• [EXTRACT TO READ]:
========

Hi Kendall,

removing same amount of data randomly gives Rwork/Rfree ~ 30/35%.

Pavel

On 5/3/12 4:13 AM, Kendall Nettles wrote:

Hi Pavel,

What happens if you throw out that many reflections that have signal? Can you take out a random set of the same size?

Best,

Kendall

On May 3, 2012, at 2:41 AM, "Pavel Afonine"<[email protected]>  wrote:

Hi Kendall,

I just did this quick test: calculated R-factors using original and

anisotropy-corrected Mike Sawaya's data (*)

Original:

    r_work : 0.3026

    r_free : 0.3591

    number of reflections: 26944

Truncated:

    r_work : 0.2640

    r_free : 0.3178

    number of reflections: 18176

The difference in R-factors is not too surprising given how many

reflections was removed (about 33%).

Pavel

(*) Note, the data available in PDB is anisotropy corrected. The

original data set was kindly provided to me by the author.

On 5/2/12 5:25 AM, Kendall Nettles wrote:

 I didnt think the structure was publishable with Rfree of 33%  because I was expecting the reviewers to complain.

========

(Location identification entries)
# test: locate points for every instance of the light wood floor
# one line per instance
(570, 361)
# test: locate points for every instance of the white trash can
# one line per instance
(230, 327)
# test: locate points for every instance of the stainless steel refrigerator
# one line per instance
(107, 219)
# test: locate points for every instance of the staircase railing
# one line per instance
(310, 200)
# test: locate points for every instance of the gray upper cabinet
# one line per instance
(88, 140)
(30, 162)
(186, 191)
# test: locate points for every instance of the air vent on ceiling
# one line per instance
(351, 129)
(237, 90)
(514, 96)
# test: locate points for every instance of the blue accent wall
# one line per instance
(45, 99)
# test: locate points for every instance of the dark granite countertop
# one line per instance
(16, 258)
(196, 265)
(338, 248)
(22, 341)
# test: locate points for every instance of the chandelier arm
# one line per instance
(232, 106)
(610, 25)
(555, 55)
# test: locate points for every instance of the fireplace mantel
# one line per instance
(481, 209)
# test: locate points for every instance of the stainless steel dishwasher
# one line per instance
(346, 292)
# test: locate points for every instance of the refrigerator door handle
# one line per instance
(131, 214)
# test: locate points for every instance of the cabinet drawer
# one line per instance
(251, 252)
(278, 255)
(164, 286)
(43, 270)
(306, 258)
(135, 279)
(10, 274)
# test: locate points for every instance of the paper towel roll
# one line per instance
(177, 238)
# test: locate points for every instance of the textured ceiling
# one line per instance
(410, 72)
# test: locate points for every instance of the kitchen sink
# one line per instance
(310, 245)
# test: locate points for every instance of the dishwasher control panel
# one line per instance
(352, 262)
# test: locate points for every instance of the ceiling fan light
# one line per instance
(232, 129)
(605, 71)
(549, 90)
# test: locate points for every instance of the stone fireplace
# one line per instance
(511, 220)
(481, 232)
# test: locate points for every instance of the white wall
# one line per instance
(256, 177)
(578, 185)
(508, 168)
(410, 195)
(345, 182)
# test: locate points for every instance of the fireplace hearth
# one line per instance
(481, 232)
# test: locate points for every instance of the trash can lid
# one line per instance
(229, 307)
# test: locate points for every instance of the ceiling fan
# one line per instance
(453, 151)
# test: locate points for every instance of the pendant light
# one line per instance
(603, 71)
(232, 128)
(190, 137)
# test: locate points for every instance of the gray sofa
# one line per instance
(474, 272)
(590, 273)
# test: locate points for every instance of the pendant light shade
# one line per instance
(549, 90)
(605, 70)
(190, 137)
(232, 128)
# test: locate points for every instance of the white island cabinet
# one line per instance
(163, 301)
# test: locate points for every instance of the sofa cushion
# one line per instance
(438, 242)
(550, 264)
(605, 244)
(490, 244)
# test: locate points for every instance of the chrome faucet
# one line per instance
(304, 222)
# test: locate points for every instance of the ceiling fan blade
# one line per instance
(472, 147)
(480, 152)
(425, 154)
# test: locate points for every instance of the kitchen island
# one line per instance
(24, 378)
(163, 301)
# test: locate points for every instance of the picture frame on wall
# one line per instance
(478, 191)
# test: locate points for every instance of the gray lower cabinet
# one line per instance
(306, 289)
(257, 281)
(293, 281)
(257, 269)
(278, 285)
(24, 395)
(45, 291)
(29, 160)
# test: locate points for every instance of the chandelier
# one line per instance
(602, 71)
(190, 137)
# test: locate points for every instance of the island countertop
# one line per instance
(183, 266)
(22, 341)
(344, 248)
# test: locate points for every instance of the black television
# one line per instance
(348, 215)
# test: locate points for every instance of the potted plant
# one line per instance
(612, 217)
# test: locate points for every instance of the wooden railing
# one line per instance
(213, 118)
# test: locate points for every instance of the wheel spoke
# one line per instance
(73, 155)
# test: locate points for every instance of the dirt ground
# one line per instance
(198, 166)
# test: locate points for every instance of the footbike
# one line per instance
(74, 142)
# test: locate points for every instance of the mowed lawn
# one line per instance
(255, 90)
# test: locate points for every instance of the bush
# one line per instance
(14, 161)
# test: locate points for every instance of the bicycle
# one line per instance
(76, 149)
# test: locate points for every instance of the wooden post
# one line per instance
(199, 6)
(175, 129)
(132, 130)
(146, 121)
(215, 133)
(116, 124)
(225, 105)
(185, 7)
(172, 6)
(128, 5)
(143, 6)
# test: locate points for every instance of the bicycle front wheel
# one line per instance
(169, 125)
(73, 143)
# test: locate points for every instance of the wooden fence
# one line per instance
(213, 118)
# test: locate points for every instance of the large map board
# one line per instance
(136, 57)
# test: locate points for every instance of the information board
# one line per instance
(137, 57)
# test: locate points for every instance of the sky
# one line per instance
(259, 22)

========

• [WRITTEN REQUEST 1]:
Answer these from the R-factor email thread:
(a) What r_free value came from the original data?
(b) How many reflections were left in the truncated data?
(c) What Rwork/Rfree came from removing the same amount of data at random?
• [WRITTEN REQUEST 2]: Write the next part of the R-factor email thread, picking up after its final sentence.

• [EXERCISE RESPONSE 1]:
(a) 0.3591
(b) 18176
(c) About 30/35%

• [EXERCISE RESPONSE 2]:
We have tested a number of data sets on the UCLA server and it usually doesn't make much difference. I wouldn't expect truncation alone to change Rfree by 5%, and it usually doesn't. The two times I have seen dramatic impacts on the maps ( and Rfree ), the highly anisotrophic sets showed strong waves of difference density as well, which was fixed by throwing out the noise. We have moved to using loose data cutoffs for most structures, but I do think anisotropic truncation can be helpful in rare cases.

Kendall

On May 1, 2012, at 3:07 PM, "Dale Tronrud"<[email protected]>   wrote:

   While philosophically I see no difference between a spherical resolution

cutoff and an elliptical one, a drop in the free R can't be the justification

for the switch.  A model cannot be made more "publishable" simply by discarding

data.

   We have a whole bunch of empirical guides for judging the quality of this

and that in our field.  We determine the resolution limit of a data set (and

imposing a "limit" is another empirical choice made) based on Rmrg, or Rmes,

or Rpim getting too big or I/sigI getting too small and there is no agreement

on how "too big/small" is too "too big/small".

   We then have other empirical guides for judging the quality of the models

we produce (e.g. Rwork, Rfree, rmsds of various sorts).  Most people seem to

recognize that the these criteria need to be applied differently for different

resolutions. A lower resolution model is allowed a higher Rfree, for example.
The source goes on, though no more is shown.